Mysterio may not have really originated from another dimension in Spider-Man: Far From Home - but the Multiverse is still very much part of the MCU. Quentin Beck was introduced as a supposed hero from another dimension, who claimed he had pursued Elemental creatures from his Earth to the MCU.
According to Mysterio, the events of Avengers: Endgame damaged the fabric of reality itself, opening the MCU up to the wider Multiverse. Mysterio said he came from Earth-833, a reality that doesn't have a Spider-Man, where his world was ravaged and ultimately destroyed by the Elementals. The would-be sorcerer explained that he followed the Elementals to the MCU, which he refers to as Earth-616, in order to prevent them destroying another Earth.
All this was disclosed in the Spider-Man: Far From Home trailers, and it left viewers utterly divided. Some argued that Mysterio is hardly a reliable source; in the comics, Mysterio is a villain well known for his extravagant tricks. Others pointed out that the MCU had been teasing the Multiverse for years, and suggested this was a logical direction for Marvel's shared universe to go. So what part does the Multiverse actually play in Spider-Man: Far From Home? It's more complicated than you think.
Mysterio's Multiverse Was A Lie
The simple truth is that everything Mysterio said about the Multiverse in Spider-Man: Far From Home was a lie. In reality, Quentin Beck was a down-on-his-luck scientist who formerly worked for Stark Industries (he developed B.A.R.F.), and had become frustrated at the fact men like Tony Stark got all the glory. He and several other disgruntled former Stark employees had banded together to create an elaborate hoax in order to win the fame and acclaim they believed they deserved. Together, the team used holographic projections and weaponized drones to simulate the four Elementals, and concocted a crazy but tragic backstory that explained why the Mysterio character suddenly appeared on the scene.
It was a perfect lie, not least because Mysterio didn't claim to be a scientist himself. As a result, he could wave away any complicated questions - say, about the origins of the Elementals, or else about how he'd jumped between the dimensions himself - by simply explaining that his technical allies had handled all that. Much to Mysterio's delight, the fake origin story also proved to have a particular appeal to Spider-Man, with Peter Parker excitedly discussing the cosmological implications of the Multiverse.
That means everything Mysterio claimed - the existence of parallel Earths include 833, the MCU being Earth-616, and the impact of the snap - is false. However, it doesn't mean there isn't a Multiverse.
The MCU Multiverse Does Still Exist
Ironically, although Mysterio doesn't originate from another dimension, most of what he said about the Multiverse is actually true in the MCU. The MCU first began teasing the Multiverse in the Thor films; one key scene in Thor: The Dark World saw Dr. Erik Selvig, the noted astrophysicist then consigned to a mental institution, jotting notes about the Multiverse on a chalkboard. The notes included a lot of real-world scientific jargon associated with theories about the Multiverse, as well as references to Marvel-specific concepts such as the 616 universe, the Nexus of All Realities, and two-dimensional gateways from the comics called the Fault and the Crossroads. Following on from that, the Grandmaster's Tower in Thor: Ragnarok confirmed that a Marvel character known as the Man-Thing had been one of the Grandmaster's previous Champions. In the comics, the Man-Thing is the guardian of the Nexus of All Realities, a powerful being strongly associated with the Multiverse.

===

Stated exercise 1:
Answer these questions about the Mysterio article:
(a) Which Earth did Mysterio claim to come from?
(b) What did Quentin Beck develop while working for Stark Industries?
(c) In which film did Dr. Erik Selvig write notes about the Multiverse on a chalkboard?
The rows are unrelated to the article about Mysterio.

Record set:
===

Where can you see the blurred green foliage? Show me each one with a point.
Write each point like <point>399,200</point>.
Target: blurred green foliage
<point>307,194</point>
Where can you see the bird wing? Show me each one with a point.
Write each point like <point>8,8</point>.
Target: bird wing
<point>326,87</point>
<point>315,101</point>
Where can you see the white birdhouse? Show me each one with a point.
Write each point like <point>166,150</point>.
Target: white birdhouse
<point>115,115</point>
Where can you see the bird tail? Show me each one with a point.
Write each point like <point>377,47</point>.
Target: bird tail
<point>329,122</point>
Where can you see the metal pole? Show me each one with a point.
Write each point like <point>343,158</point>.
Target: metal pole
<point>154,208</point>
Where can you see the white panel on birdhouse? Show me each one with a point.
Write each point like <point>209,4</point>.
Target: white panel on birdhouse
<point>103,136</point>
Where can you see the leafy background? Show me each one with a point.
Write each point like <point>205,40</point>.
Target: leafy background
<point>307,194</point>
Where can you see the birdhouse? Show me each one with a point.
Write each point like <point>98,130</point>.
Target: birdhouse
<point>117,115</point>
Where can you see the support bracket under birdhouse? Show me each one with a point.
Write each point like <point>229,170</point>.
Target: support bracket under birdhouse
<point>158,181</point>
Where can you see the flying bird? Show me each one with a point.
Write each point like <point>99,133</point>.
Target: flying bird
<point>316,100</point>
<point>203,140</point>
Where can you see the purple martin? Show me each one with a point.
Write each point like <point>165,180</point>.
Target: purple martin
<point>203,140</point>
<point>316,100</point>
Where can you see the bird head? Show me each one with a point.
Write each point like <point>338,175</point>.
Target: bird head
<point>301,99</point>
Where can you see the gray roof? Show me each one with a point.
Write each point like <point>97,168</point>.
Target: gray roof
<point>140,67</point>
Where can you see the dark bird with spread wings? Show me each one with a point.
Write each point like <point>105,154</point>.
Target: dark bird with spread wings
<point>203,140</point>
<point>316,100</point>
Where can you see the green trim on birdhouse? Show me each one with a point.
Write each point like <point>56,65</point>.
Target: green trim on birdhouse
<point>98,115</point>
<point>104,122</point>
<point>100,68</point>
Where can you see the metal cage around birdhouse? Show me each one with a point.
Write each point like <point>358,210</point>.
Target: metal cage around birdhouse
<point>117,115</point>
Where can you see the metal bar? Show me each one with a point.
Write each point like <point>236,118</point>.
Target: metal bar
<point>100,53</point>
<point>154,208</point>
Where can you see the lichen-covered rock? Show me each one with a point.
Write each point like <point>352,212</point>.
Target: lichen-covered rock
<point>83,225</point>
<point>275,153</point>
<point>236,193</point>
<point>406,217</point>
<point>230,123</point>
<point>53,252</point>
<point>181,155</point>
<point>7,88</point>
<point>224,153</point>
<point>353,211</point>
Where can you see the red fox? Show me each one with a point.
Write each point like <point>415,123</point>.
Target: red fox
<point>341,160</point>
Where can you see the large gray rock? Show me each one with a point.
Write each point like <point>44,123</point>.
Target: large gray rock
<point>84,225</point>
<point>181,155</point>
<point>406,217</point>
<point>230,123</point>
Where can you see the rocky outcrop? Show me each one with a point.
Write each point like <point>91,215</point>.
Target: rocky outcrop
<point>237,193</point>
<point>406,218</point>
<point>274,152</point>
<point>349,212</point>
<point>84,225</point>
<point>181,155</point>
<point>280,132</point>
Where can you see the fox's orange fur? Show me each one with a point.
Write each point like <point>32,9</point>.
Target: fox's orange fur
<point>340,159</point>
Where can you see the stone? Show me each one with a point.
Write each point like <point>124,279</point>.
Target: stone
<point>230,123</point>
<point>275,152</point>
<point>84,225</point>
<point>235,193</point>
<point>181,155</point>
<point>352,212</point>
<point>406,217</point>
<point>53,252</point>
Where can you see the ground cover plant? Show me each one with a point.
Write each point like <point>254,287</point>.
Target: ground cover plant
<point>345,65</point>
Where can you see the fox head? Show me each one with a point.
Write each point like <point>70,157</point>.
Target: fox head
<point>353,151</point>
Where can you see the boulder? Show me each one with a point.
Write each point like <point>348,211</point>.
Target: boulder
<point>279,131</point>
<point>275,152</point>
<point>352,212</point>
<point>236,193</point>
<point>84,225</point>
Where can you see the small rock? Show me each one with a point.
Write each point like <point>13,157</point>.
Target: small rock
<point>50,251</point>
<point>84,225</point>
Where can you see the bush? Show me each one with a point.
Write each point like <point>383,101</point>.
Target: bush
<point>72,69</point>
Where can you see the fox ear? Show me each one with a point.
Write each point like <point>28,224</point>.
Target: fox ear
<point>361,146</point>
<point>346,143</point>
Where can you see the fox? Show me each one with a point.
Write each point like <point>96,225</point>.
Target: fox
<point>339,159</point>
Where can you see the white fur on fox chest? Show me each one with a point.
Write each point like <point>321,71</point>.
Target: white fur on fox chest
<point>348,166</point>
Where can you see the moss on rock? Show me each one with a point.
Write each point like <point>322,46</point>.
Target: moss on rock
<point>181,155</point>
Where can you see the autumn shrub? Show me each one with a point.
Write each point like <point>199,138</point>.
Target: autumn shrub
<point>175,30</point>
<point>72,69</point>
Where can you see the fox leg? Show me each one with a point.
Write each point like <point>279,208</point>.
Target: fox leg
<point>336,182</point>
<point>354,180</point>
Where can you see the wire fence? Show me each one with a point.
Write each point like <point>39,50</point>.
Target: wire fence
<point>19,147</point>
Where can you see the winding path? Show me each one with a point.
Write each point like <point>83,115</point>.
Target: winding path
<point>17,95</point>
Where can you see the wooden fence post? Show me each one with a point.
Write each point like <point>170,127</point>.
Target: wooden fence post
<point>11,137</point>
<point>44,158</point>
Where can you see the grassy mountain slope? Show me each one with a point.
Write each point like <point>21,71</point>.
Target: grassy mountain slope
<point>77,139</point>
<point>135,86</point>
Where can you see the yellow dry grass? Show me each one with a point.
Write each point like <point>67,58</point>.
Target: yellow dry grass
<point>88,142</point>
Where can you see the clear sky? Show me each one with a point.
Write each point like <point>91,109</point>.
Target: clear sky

===

Stated exercise 2: From the rows, quote the lines starting at the one containing "Where can you see the bird tail?" and ending at the one containing "<point>103,136</point>".

Correct result 1:
(a) Earth-833
(b) B.A.R.F.
(c) Thor: The Dark World

Correct result 2:
Where can you see the bird tail? Show me each one with a point.
Write each point like <point>377,47</point>.
Target: bird tail
<point>329,122</point>
Where can you see the metal pole? Show me each one with a point.
Write each point like <point>343,158</point>.
Target: metal pole
<point>154,208</point>
Where can you see the white panel on birdhouse? Show me each one with a point.
Write each point like <point>209,4</point>.
Target: white panel on birdhouse
<point>103,136</point>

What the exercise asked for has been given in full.